### Excerpt to read:

Mining for a Dime [opinion]

He is all muddy and sweaty but he is in a jovial mood. Everest Ainemujuni, 34, is searching for gold in Mijera stream, Karembe Parish in Bihanga Sub County, in Buhweju District.

Squatting around the opencast mine filled up with water, Ainemujuni picks up a plastic basin, his most important piece of equipment. He is flanked by eight other men equipped with hand hoes for digging the mine, iron bars or pick axes to hit rocks, spades to scoop soil and basins from which they separate impurities from the gold deposits.

He says they all know that they are living a risky life in uncertainty of getting any traces of the mineral and the possibility of a landslide at any time as they usually dig deep into the hills as well.

“We have spent two weeks here without getting any gold, sometimes it can take months,” says Ainemujuni, who dropped out of school after primary seven. But they keep on digging hoping to hit gold at some point. “The more you are here, the more chances you have of getting gold. That is why we have to stick around here.”

Ainemujuni says he has been in the trade for the last five years. Two years ago, he earned Shs 1.7 million as his biggest prize ever. From the money, he was able to pay fees for his four children, built a house with 60 iron sheets and has also bought ten goats. To supplement his income, he has a banana plantation, and has also grown cow peas, beans, tomatoes and onions on one of the hills in Karembe Parish.

### Data for processing:
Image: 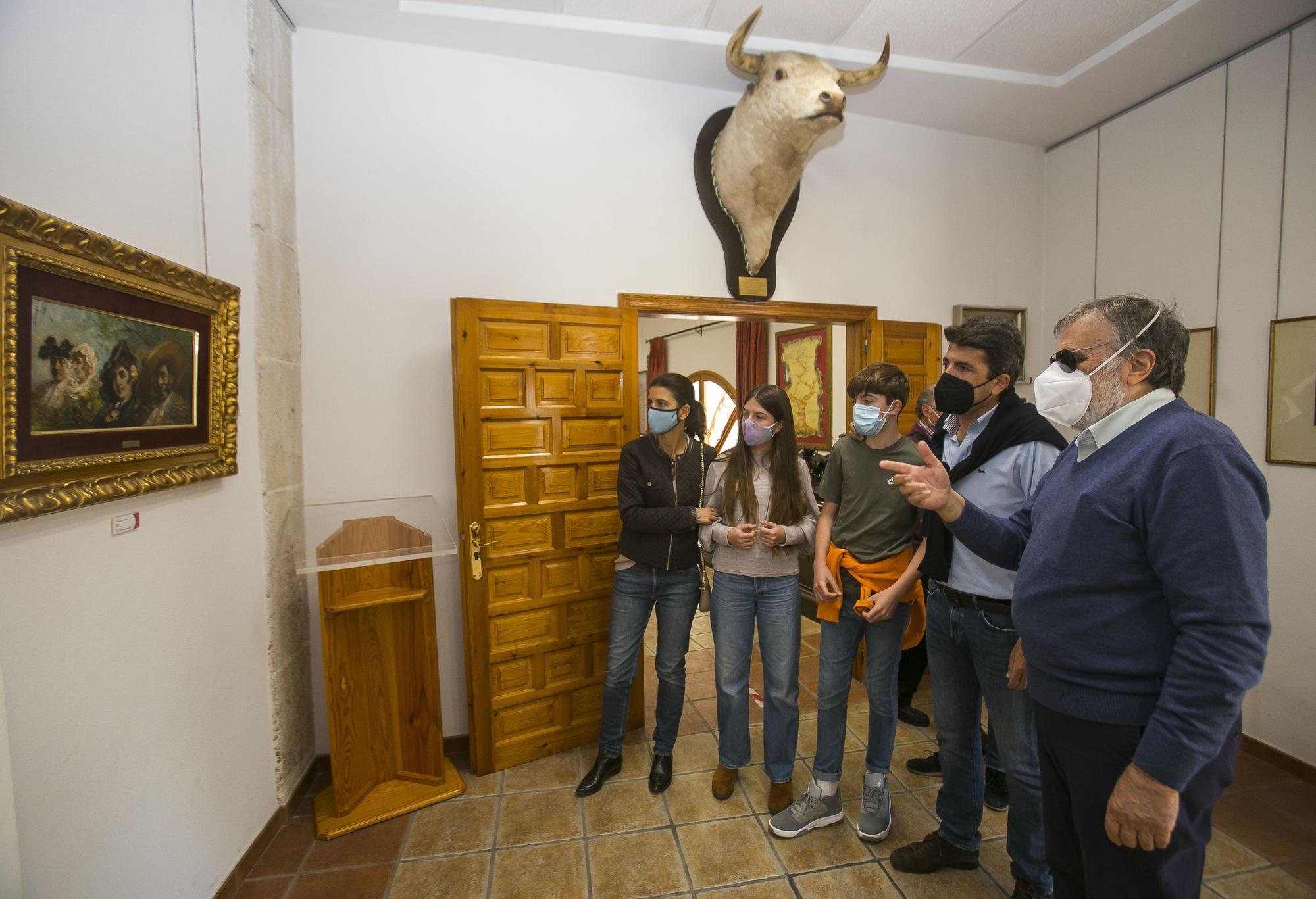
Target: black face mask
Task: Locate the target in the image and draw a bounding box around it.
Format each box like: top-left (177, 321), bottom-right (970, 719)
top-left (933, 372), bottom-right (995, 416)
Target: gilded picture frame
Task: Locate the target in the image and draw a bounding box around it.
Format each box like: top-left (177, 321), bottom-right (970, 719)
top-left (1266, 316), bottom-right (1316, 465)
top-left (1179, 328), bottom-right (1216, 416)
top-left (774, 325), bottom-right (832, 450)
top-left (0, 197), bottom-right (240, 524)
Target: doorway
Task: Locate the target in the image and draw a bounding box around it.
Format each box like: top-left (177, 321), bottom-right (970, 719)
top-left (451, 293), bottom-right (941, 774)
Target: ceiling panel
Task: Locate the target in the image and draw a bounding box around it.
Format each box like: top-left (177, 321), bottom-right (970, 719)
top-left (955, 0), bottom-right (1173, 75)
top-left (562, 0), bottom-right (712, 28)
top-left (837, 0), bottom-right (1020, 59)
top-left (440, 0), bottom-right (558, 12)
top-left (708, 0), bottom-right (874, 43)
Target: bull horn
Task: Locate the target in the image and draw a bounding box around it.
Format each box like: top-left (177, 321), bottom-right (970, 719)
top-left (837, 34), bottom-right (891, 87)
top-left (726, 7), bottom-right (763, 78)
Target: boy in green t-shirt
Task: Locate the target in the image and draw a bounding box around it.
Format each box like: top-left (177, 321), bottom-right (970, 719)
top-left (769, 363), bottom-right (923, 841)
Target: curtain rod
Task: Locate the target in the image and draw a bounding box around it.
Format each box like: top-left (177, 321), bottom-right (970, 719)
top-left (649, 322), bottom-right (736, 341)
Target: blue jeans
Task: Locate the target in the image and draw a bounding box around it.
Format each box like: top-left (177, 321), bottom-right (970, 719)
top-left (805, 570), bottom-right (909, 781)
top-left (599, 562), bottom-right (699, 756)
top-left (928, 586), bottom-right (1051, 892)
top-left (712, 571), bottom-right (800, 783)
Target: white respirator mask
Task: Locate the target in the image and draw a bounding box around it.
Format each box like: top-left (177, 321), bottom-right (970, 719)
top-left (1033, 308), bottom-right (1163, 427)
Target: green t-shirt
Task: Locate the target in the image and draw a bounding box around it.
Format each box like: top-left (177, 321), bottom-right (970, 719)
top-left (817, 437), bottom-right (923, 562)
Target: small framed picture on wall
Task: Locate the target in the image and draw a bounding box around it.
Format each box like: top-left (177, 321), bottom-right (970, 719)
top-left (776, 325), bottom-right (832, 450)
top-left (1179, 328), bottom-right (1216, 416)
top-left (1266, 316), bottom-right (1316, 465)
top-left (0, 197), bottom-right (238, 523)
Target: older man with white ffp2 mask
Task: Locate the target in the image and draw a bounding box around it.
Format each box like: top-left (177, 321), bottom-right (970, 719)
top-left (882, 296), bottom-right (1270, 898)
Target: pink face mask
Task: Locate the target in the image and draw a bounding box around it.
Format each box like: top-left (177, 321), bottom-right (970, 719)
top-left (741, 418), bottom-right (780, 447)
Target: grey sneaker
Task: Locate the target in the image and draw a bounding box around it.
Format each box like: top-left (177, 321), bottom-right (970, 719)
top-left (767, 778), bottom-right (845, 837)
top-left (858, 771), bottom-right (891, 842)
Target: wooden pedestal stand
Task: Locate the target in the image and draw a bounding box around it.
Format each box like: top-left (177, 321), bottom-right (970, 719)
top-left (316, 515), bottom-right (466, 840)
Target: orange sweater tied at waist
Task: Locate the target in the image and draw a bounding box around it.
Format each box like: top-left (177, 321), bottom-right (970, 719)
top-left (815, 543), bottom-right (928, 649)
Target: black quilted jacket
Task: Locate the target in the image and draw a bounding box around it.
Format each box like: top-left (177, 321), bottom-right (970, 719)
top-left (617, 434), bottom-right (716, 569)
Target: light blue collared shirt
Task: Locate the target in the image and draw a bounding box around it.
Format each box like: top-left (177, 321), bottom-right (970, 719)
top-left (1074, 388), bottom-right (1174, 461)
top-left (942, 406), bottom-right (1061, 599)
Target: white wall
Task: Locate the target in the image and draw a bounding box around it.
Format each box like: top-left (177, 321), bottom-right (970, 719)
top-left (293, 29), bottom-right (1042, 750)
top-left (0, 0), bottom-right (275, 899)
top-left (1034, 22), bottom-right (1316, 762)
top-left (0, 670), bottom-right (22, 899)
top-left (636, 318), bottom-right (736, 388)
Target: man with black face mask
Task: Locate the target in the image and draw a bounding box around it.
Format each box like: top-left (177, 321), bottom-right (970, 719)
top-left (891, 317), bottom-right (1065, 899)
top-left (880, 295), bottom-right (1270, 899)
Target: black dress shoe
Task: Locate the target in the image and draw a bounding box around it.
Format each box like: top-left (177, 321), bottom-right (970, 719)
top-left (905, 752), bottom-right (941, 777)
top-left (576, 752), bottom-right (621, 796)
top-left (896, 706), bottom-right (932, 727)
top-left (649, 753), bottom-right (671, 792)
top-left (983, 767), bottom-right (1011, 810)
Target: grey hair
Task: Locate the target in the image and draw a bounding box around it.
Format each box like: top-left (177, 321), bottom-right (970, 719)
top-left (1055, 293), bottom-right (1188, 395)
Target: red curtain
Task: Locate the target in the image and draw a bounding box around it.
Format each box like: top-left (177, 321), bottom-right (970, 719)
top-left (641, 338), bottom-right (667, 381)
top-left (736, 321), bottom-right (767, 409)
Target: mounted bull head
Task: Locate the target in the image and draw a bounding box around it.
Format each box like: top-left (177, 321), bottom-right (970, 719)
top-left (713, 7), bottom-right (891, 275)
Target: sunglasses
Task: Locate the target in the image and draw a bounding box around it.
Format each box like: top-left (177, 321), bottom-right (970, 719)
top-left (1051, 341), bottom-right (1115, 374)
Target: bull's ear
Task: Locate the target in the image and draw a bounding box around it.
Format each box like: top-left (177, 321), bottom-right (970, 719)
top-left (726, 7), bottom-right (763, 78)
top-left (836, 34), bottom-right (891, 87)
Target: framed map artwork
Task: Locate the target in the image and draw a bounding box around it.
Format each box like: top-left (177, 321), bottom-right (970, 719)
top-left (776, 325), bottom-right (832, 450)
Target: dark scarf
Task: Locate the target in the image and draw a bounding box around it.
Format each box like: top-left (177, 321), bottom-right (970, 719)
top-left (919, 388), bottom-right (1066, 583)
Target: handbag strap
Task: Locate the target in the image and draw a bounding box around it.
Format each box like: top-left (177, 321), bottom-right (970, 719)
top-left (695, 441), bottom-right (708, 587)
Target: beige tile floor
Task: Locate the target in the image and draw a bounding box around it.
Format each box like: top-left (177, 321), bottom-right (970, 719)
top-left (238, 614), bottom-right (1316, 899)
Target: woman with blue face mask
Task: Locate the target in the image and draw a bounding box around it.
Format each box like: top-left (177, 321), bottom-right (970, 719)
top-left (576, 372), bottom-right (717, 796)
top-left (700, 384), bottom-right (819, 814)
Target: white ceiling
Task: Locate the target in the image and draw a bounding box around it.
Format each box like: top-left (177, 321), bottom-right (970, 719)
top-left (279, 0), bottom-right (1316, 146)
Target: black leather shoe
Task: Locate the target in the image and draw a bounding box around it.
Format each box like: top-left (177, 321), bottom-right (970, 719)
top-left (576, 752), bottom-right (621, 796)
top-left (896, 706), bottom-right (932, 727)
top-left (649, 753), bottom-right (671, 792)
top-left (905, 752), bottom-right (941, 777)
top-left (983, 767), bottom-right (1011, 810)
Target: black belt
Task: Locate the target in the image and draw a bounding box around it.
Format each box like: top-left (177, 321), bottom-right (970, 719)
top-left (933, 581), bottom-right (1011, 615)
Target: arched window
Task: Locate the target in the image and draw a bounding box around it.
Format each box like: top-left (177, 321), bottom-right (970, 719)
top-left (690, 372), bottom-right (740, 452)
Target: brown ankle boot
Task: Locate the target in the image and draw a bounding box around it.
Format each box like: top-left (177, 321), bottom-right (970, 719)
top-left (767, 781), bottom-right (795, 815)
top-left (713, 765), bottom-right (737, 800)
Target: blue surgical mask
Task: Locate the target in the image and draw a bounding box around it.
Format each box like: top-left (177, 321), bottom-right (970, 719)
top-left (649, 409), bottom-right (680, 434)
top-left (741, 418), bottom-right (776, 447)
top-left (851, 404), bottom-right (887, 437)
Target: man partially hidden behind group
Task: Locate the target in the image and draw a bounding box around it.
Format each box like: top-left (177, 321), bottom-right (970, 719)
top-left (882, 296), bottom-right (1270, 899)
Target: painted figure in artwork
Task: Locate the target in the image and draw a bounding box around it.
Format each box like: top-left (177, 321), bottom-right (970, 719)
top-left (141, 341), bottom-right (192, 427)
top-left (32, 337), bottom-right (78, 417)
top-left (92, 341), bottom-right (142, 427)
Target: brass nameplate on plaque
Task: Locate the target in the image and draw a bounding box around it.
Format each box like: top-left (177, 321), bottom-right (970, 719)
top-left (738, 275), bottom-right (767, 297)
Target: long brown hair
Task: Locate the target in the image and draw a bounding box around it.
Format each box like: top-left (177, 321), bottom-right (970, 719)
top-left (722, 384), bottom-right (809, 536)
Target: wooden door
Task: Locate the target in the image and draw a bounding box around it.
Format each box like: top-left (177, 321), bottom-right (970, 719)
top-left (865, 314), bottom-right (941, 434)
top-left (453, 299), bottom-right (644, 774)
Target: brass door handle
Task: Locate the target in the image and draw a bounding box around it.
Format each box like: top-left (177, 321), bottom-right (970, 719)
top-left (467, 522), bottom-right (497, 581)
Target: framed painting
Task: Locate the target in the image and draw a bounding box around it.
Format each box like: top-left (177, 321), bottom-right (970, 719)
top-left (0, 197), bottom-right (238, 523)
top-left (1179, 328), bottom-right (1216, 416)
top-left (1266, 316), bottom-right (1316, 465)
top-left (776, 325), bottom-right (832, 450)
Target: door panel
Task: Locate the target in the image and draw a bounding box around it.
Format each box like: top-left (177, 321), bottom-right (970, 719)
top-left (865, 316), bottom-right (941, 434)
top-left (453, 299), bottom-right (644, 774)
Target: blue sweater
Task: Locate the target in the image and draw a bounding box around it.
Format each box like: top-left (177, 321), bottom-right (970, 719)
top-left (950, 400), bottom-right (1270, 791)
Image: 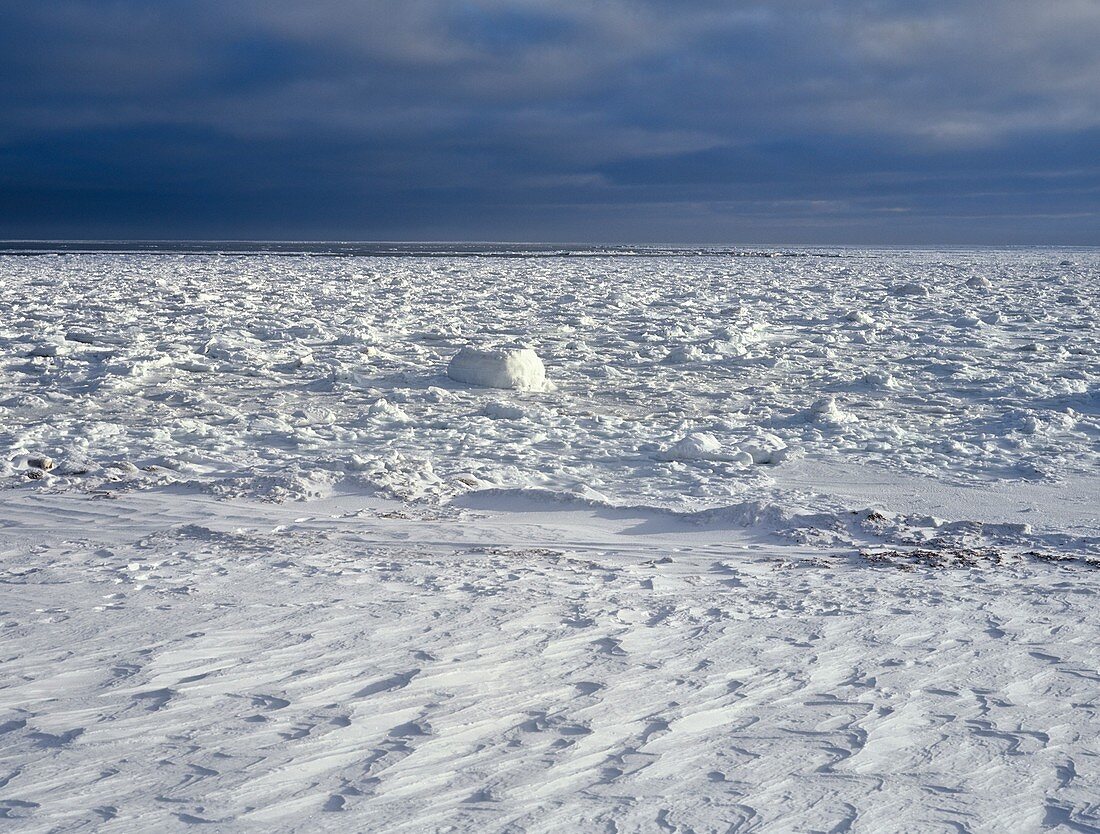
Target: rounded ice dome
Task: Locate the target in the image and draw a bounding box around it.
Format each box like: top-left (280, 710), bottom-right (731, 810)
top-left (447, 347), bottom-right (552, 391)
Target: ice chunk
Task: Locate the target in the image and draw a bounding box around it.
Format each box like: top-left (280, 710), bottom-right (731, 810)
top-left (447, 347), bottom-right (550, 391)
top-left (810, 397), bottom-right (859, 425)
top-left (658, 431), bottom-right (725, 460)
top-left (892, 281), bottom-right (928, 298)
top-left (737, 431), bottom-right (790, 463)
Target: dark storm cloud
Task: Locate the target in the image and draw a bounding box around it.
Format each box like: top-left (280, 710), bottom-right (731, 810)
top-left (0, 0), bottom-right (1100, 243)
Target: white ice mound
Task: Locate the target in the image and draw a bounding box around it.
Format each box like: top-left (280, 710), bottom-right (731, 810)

### What to work on:
a: List the crops that the gold-mining text says Ainemujuni has grown on one of the hills in Karembe Parish.
b: In the rows, rewrite every line from the line with "Target: black leather shoe" up to and including the line with "top-left (933, 581), bottom-right (1011, 615)", requests included. Raise each bounding-box coordinate in the answers by 101.
The gold-mining text and the rows are unrelated material.

### Outputs by task:
a: Cow peas, beans, tomatoes and onions.

b:
Target: black leather shoe
Task: Locate the target in the image and draw a bounding box around it.
Format each box like: top-left (177, 321), bottom-right (970, 719)
top-left (677, 853), bottom-right (722, 897)
top-left (997, 807), bottom-right (1033, 828)
top-left (750, 854), bottom-right (772, 893)
top-left (1006, 853), bottom-right (1042, 878)
top-left (1084, 868), bottom-right (1112, 911)
Target: black belt
Task: Locate the target in the image and draw a bounding box around it.
Format each box like: top-left (177, 321), bottom-right (970, 719)
top-left (1034, 682), bottom-right (1112, 716)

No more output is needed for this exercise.